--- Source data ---
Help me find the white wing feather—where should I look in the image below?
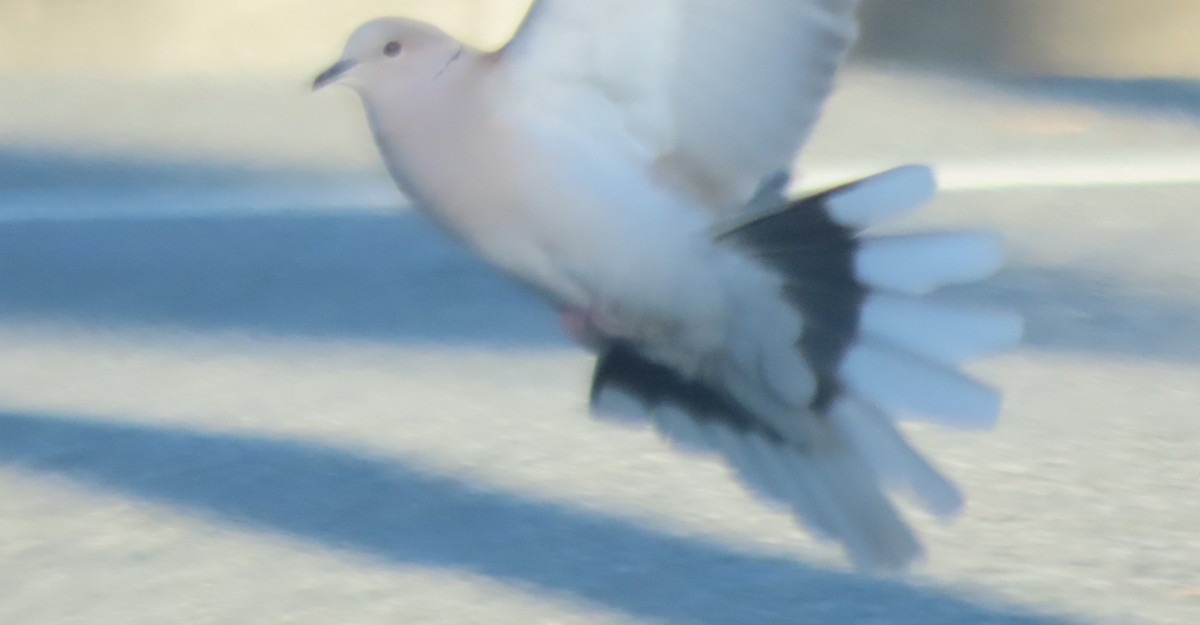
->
[500,0,858,210]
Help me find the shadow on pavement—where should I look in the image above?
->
[0,413,1067,625]
[0,214,1200,362]
[997,77,1200,121]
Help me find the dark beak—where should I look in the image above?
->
[312,59,354,91]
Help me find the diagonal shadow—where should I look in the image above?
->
[0,413,1067,625]
[0,214,1200,362]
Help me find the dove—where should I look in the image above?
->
[313,0,1021,571]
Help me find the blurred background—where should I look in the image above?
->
[0,0,1200,625]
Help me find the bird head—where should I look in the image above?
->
[312,18,463,94]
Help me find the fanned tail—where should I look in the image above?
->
[593,166,1021,570]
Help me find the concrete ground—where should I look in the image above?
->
[0,68,1200,625]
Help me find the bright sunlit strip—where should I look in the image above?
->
[0,154,1200,222]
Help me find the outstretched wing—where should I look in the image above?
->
[592,167,1021,569]
[498,0,858,210]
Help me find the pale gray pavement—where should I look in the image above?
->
[0,65,1200,625]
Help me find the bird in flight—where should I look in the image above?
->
[313,0,1020,570]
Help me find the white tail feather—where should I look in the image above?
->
[854,232,1004,295]
[829,396,964,518]
[841,342,1001,428]
[681,415,922,570]
[860,293,1022,365]
[828,164,937,229]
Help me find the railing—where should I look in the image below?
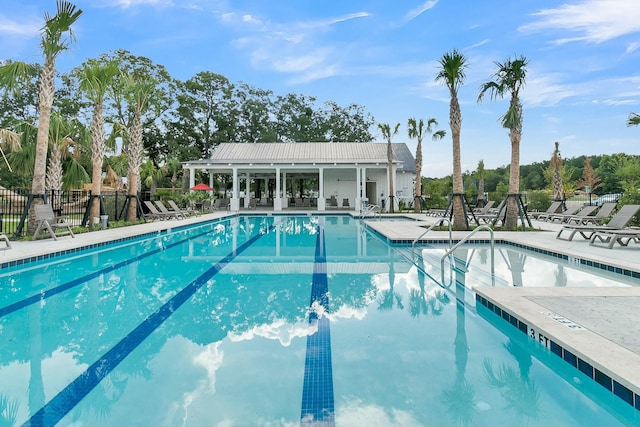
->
[440,225,495,286]
[360,205,382,218]
[0,188,148,237]
[411,218,453,262]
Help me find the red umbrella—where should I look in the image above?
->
[189,182,215,191]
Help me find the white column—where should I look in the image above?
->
[229,166,240,211]
[189,168,196,188]
[244,172,251,208]
[354,166,362,212]
[273,167,282,211]
[318,166,326,211]
[282,171,289,208]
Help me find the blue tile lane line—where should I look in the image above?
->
[0,222,225,317]
[23,226,273,426]
[300,226,335,426]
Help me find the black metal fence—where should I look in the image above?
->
[0,188,149,237]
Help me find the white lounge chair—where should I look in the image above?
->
[33,204,75,240]
[556,205,640,241]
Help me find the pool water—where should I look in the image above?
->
[0,216,640,426]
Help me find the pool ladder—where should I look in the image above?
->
[360,205,382,219]
[411,218,495,286]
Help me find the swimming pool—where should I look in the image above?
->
[0,215,638,426]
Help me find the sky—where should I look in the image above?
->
[0,0,640,177]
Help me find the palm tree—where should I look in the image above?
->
[378,123,400,213]
[407,117,446,213]
[0,129,20,172]
[124,75,156,221]
[436,49,468,230]
[476,159,487,208]
[45,111,89,209]
[478,56,529,229]
[78,61,118,224]
[550,141,564,201]
[29,0,82,228]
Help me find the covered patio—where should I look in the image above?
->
[183,142,415,211]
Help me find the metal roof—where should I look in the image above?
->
[185,142,415,171]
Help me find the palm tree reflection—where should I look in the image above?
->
[442,249,478,425]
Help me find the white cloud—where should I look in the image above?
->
[519,0,640,44]
[404,0,438,22]
[0,15,42,37]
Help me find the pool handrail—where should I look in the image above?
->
[440,224,495,286]
[360,204,382,218]
[411,218,453,262]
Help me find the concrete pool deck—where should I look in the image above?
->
[0,210,640,410]
[369,215,640,410]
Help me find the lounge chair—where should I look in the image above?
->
[33,204,75,240]
[327,196,338,209]
[474,200,507,224]
[556,205,640,241]
[167,200,197,216]
[529,202,562,221]
[156,200,186,219]
[473,200,496,215]
[589,228,640,249]
[0,232,11,251]
[578,202,618,225]
[144,200,178,219]
[548,206,598,224]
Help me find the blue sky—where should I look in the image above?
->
[0,0,640,177]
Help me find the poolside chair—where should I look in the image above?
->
[578,202,618,225]
[473,200,496,215]
[547,206,598,224]
[167,200,197,216]
[0,232,11,251]
[156,200,186,219]
[556,205,640,241]
[589,228,640,249]
[327,196,338,209]
[529,201,562,221]
[33,204,75,240]
[143,200,177,219]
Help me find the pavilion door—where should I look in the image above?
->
[366,181,378,205]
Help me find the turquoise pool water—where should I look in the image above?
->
[0,216,639,426]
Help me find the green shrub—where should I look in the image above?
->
[527,190,552,212]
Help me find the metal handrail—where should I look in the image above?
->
[440,224,495,286]
[360,205,381,218]
[411,218,453,262]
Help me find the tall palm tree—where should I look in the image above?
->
[45,111,89,194]
[78,61,118,224]
[549,141,564,202]
[378,123,400,213]
[476,159,487,208]
[436,49,468,230]
[478,56,529,229]
[407,117,446,213]
[0,128,20,172]
[124,75,156,221]
[29,0,82,231]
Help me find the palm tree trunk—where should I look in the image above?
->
[413,137,422,213]
[27,58,55,234]
[127,111,142,222]
[504,107,522,229]
[89,103,104,224]
[449,90,467,230]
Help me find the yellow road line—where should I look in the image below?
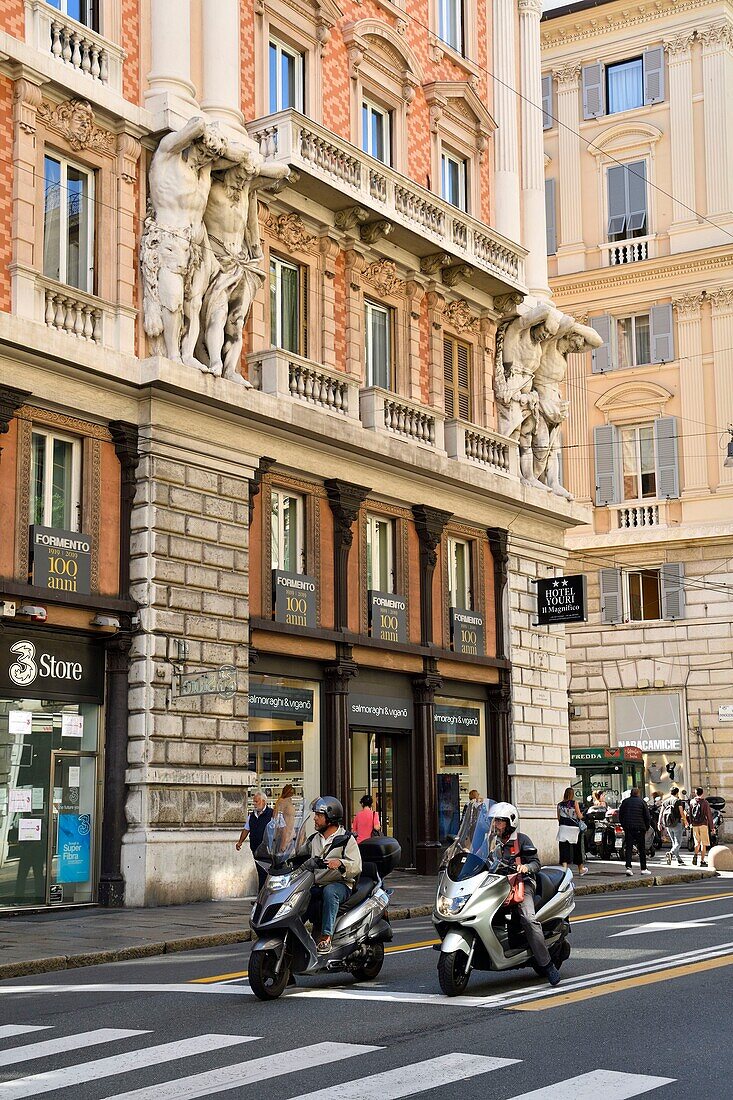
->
[507,955,733,1012]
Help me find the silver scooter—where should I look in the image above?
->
[433,800,576,997]
[248,817,401,1001]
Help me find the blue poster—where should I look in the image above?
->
[56,814,91,882]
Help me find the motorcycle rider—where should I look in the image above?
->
[296,794,361,955]
[491,802,560,986]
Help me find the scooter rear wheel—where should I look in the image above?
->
[248,952,291,1001]
[438,952,471,997]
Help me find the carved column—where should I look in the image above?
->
[324,477,371,630]
[672,293,704,496]
[665,32,697,224]
[704,286,733,485]
[518,0,549,298]
[493,0,522,241]
[413,657,442,875]
[413,504,452,646]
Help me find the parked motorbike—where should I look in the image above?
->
[433,801,576,997]
[249,817,402,1001]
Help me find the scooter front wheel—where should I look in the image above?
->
[438,952,471,997]
[248,952,291,1001]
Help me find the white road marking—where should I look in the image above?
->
[0,1027,150,1066]
[512,1069,675,1100]
[0,1035,259,1100]
[113,1043,381,1100]
[281,1054,521,1100]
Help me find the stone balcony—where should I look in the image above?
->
[248,110,526,294]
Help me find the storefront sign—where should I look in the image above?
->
[349,694,413,729]
[450,607,484,657]
[537,573,587,626]
[31,526,91,595]
[0,627,105,703]
[369,591,407,641]
[272,569,318,627]
[433,703,481,737]
[250,683,313,722]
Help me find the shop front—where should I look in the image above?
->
[0,627,105,910]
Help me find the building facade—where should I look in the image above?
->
[541,2,733,814]
[0,0,588,908]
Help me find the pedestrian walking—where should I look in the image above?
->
[690,787,713,867]
[557,787,588,878]
[659,787,687,867]
[619,787,652,877]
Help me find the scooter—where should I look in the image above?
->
[433,802,576,997]
[248,818,402,1001]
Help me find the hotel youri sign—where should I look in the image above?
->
[31,526,91,596]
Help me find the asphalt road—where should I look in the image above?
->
[0,879,733,1100]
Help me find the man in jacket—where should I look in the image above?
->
[296,794,361,955]
[619,787,652,876]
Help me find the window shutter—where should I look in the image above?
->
[599,569,623,623]
[649,303,675,363]
[583,62,605,119]
[654,416,679,501]
[545,179,557,256]
[590,314,614,374]
[644,46,665,103]
[543,73,555,130]
[661,561,685,618]
[593,424,621,505]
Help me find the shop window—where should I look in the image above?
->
[31,429,81,531]
[446,538,473,611]
[364,299,394,389]
[367,516,395,592]
[43,155,95,294]
[270,488,306,573]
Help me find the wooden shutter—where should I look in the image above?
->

--- Written problem ---
Pick out every line in the source data above that contains the string "column", matching case exactly, and copy each of those lines.

--- Reply ---
Help me find the white column—where should I look in the image above?
Help me find the carved column—where should I look in the image above?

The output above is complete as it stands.